→ **TEXTE FOURNI**
====================
Aguxtin Alkhat (1982, Armendarits, Basse Navarre) est un chanteur basque récemment révélé. Fils du bertsulari Ernest Alkhat, aujourd’hui décédé, il souhaite tracer sa propre route, après avoir évolué au sein du groupe Inhala. Il a déjà publié deux disques en peu de temps : Ihes Egin (2013, Usopop) et Haizearen Meneko (2015, Elkar). Il désire désormais murmurer ses créations au fil de concerts, ici et maintenant.
En connaissant quelque peu votre père, il n’est pas difficile d’imaginer dans quel environnement vous avez grandi...
Mes parents étant euskaldun décomplexés, nous avons été élevé dans un monde basque bien particulier, oui ! Particulièrement entre le bertsolarisme et l’abertzalisme. Nous étions élèves de l’ikastola, même si, à notre époque, il s’agissait d’une chose peu commune sur Armendarits. Nous allions à l’ikastola de St Palais, en s’entraidant à trois familles...
Est-ce fatigant d’être l’un des rares élèves d’ikastola ?
====================
→ **DONNÉES DU CORPUS**
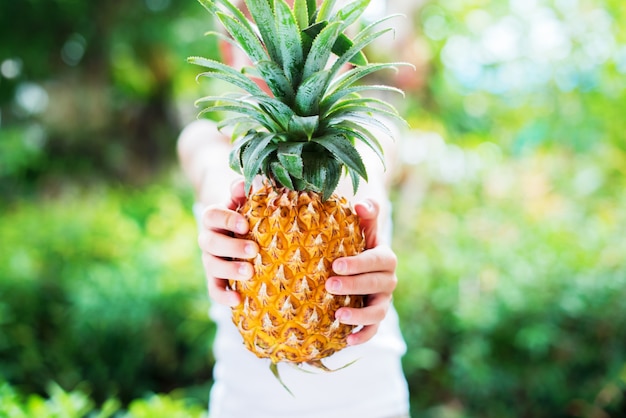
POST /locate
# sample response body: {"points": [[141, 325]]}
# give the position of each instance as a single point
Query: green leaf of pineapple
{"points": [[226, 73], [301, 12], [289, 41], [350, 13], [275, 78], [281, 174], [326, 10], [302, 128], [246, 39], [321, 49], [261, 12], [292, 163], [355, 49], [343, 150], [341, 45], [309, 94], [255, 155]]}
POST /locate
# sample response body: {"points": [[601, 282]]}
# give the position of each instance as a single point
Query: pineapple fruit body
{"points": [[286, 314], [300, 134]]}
====================
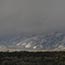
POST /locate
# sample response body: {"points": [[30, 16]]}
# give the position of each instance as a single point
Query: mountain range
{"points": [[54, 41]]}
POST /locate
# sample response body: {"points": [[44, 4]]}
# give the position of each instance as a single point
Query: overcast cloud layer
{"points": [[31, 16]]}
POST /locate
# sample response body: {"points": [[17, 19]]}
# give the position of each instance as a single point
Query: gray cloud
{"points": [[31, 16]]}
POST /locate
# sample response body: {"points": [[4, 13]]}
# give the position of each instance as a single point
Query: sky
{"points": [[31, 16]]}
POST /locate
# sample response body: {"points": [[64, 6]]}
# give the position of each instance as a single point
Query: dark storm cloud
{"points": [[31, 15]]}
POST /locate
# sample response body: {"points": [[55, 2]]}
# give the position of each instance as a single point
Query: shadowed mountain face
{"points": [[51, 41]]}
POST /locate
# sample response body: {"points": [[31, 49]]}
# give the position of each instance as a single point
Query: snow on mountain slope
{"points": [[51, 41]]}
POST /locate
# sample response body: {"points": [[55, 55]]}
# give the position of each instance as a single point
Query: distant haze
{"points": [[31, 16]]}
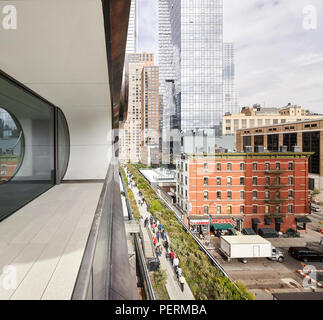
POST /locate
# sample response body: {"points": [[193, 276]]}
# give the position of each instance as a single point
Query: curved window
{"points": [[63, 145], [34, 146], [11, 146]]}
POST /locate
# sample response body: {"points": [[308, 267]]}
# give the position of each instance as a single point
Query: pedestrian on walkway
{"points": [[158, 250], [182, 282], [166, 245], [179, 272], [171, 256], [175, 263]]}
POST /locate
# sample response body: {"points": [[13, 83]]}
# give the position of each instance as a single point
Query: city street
====================
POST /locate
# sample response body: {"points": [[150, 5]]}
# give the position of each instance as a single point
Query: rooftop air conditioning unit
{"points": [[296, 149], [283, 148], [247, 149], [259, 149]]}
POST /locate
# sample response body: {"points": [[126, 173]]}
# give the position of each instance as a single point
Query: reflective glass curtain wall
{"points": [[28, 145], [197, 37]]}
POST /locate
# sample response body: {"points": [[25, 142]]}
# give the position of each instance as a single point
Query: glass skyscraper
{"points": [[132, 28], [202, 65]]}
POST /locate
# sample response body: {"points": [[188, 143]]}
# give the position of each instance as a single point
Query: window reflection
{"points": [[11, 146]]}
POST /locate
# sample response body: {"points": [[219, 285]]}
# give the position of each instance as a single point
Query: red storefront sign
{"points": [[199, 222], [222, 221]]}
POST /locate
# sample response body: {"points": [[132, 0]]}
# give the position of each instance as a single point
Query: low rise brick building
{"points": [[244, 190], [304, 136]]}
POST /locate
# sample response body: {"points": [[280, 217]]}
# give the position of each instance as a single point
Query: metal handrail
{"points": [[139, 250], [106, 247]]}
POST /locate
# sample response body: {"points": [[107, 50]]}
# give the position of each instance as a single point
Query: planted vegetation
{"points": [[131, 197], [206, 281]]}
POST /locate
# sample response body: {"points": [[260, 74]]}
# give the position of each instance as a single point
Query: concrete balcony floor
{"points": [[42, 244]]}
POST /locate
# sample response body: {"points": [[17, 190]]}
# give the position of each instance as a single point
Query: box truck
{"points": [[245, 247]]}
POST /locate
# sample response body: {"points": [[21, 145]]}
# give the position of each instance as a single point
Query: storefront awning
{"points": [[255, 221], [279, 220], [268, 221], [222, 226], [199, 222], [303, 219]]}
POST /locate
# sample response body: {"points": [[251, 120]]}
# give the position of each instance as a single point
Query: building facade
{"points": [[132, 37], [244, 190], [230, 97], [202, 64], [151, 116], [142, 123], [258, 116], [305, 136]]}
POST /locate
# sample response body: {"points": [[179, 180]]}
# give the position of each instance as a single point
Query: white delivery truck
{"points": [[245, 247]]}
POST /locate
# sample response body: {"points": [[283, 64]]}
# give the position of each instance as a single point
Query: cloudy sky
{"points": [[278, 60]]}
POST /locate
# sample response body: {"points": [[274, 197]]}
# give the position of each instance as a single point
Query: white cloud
====================
→ **CONSIGNES**
1. Dans l'entretien avec Aguxtin Alkhat, quel disque le chanteur a-t-il publié en 2015, et chez quel label ?
2. Reprenez l'entretien avec Aguxtin Alkhat à la suite de sa dernière phrase, en poursuivant dans le même registre.

→ **RÉPONSES DANS L'ORDRE**
1. Haizearen Meneko, chez Elkar.

2.
Oui ! Nous étions perçus comme des étrangers... Nous n’étions pas intégrés, et je crois que nous ne voulions pas l’être non plus... C’était une ambiance particulière, à la fois conservatrice et pro-française, ainsi qu’euskaldun et chrétienne ! Même si je ne veux pas jeter la pierre aux habitants, ce n’était pas facile pour nous... Nous étions clairement de sales enbata. Les parents de certains enfants leur interdisaient de jouer avec nous. Aita posait une affiche pour l’ikastola, et le voisin passait par derrière pour l’arracher... Ce genre de gestes misérables donnaient une ambiance, mais depuis, la fille de ce fameux voisin a été directrice de l’ikastola d’Oztibarre... Alors, je me dis que ça devait aussi jaser dans les autres foyers !
Les bertsu devaient aussi avoir une place prépondérante, durant votre enfance...
Aita allait chanter presque tous les weekends ends, dans les concours ou dans les places. La plupart du temps, en Pays Basque sud. Le lundi, nous avions souvent une coupe posée sur la table de la cuisine, ce qui nous rendait très fiers avant d’aller à l’ikastola. Il écrivait aussi beaucoup, des bertsu comme des chants, et nous avons aussi baigné dans cette ambiance-là. Il écrivait sur cette même table de la cuisine, tandis que nous écoutions des disques de Laboa, Lete, Imanol, Ruper, et apprenions leurs paroles... Quoi qu’il en soit, nous serons toujours les fils d’Alkhat, surtout nous qui évoluons dans un monde artistique. Mais on s'y fait, avec le temps.
Avez-vous eu le besoin de vous éloigner du monde de l’euskara?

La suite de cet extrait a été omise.